**Activity**
Below are the records; copy each line in them that holds the word "tattoo".

(Excerpted data begins)

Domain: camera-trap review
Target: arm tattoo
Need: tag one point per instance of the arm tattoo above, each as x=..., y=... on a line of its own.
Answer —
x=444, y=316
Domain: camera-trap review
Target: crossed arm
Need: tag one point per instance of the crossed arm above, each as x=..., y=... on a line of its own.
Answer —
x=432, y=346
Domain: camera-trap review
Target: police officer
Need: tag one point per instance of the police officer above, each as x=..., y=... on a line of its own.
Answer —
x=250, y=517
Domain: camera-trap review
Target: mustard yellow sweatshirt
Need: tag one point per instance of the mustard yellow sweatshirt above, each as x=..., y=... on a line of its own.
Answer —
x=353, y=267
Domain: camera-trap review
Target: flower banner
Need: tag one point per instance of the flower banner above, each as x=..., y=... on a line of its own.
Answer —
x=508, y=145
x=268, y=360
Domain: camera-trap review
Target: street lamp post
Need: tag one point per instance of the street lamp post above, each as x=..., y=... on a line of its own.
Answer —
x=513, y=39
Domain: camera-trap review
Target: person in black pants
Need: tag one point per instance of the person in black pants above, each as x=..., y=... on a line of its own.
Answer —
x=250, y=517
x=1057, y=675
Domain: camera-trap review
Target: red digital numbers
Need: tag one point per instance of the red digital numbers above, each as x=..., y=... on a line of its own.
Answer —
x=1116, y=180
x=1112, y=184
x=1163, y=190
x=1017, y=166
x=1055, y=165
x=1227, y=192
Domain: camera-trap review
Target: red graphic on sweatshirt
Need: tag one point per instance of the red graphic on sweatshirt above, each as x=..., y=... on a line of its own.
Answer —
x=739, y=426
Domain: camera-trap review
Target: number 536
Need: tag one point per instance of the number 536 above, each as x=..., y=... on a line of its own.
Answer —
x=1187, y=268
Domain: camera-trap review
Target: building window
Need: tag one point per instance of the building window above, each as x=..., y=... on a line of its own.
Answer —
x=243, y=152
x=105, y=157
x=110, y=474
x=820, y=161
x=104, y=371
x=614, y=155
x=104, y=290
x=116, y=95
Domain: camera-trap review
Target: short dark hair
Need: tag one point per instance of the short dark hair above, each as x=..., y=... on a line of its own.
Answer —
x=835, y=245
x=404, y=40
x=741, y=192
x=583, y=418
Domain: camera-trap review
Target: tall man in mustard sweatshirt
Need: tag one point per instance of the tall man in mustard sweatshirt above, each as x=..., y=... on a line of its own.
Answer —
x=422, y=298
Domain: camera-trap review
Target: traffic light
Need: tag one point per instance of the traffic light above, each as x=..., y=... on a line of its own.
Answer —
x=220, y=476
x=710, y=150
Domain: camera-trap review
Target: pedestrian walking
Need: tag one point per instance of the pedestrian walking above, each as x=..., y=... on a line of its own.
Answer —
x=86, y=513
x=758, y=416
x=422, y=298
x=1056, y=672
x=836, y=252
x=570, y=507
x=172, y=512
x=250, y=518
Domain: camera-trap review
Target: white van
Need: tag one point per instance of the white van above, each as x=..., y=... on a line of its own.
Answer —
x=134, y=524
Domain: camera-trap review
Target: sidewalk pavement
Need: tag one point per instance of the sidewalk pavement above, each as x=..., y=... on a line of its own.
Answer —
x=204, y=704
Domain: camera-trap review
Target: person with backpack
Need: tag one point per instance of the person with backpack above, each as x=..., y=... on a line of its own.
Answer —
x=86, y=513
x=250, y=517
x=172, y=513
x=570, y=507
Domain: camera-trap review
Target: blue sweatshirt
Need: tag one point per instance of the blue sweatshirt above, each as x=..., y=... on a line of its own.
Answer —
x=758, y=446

(Excerpted data ends)

**Exercise output**
Target: arm tattoo
Need: tag one point per instance of the arm tattoo above, each as x=..., y=... on a line of its own.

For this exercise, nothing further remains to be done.